- Assignment -
Below is some data. Retype exactly the lines starting at the one with "Where can the red caster wheel be seen here?" and ending at the one with "Target: scaffold deck board".
Task inputs below:
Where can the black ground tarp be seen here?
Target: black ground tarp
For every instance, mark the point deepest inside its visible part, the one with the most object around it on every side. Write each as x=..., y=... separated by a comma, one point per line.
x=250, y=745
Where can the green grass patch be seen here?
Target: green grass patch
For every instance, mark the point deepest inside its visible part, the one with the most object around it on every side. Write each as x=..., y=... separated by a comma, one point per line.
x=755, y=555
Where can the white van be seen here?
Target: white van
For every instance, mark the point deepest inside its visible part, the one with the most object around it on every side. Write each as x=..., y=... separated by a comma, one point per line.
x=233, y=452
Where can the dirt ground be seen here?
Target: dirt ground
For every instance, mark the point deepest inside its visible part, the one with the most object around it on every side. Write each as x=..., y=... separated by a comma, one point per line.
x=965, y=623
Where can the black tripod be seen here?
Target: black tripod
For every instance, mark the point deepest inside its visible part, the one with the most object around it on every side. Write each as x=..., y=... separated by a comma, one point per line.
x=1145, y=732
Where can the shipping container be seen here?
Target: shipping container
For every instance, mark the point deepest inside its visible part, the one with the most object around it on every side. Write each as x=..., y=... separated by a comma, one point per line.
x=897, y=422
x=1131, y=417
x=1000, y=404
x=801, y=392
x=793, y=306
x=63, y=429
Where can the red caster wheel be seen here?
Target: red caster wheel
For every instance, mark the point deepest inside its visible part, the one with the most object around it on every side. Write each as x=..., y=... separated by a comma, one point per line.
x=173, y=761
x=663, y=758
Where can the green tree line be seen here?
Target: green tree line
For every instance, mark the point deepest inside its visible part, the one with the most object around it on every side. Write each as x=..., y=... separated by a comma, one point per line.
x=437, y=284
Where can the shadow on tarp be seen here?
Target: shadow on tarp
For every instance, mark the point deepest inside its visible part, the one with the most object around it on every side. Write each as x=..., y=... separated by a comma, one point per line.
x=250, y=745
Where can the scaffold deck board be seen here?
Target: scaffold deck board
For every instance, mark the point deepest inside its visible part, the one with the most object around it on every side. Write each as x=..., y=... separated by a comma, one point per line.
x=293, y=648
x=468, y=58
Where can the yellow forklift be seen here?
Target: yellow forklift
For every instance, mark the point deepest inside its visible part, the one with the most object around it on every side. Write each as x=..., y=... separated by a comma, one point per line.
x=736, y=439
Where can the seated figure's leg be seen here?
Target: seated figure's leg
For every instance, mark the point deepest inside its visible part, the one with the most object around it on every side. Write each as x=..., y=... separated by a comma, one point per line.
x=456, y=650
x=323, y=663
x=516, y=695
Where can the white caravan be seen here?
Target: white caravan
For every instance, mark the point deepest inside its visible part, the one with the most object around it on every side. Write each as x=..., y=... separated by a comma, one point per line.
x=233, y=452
End of Task inputs.
- Output -
Where can the red caster wheel be seen here?
Target: red caster wheel
For every instance, mark the point deepest inside its visible part, the one with the most object around it on every side. Write each as x=..., y=... separated by a comma, one point per line.
x=173, y=761
x=663, y=758
Where can the green tree line be seen here?
Target: green tree line
For every instance, mark the point deepest inside its visible part, the one with the most object around it on every side. Write each as x=..., y=... separated by a comma, one point per line.
x=437, y=284
Where can the shadow on tarp be seen here?
Target: shadow on tarp
For every instance, mark the point deepest inside its visible part, the one with the most object around it on every side. Write each as x=..., y=... separated by a comma, one point per line.
x=250, y=745
Where can the scaffold deck board be seen here?
Target: scaffold deck board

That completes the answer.